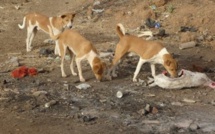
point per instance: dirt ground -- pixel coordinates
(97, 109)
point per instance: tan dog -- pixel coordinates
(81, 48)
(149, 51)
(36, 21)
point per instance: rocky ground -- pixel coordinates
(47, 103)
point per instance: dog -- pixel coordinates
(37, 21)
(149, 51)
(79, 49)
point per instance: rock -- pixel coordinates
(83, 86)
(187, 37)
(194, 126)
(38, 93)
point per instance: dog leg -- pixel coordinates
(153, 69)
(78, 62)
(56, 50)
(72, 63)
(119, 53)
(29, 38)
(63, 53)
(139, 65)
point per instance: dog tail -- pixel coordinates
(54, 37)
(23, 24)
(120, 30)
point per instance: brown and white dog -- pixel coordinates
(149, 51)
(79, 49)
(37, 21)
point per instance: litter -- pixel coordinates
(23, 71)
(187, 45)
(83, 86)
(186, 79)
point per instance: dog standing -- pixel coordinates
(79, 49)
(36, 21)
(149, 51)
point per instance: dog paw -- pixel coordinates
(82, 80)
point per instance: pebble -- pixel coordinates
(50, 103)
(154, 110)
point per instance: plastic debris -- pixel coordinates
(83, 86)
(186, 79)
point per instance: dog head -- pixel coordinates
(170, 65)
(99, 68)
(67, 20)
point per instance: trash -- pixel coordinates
══════
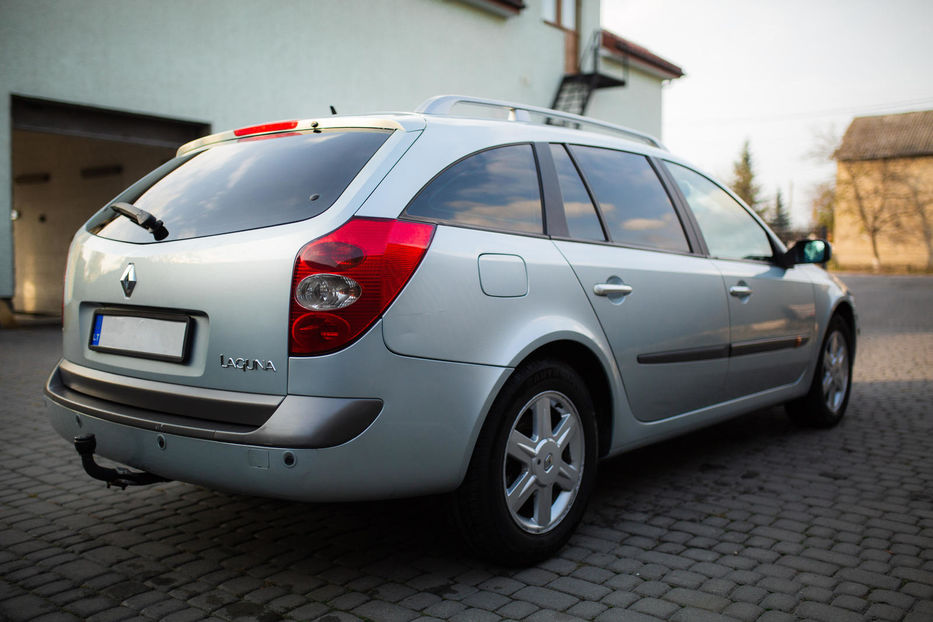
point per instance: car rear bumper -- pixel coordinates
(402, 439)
══════
▸ **OBJECTIVE**: Return every line of the material that contains the string "ground". Case counts.

▸ **THE REPLY**:
point per instance: dirt ground -- pixel coordinates
point per instance: rocky ground -- pixel coordinates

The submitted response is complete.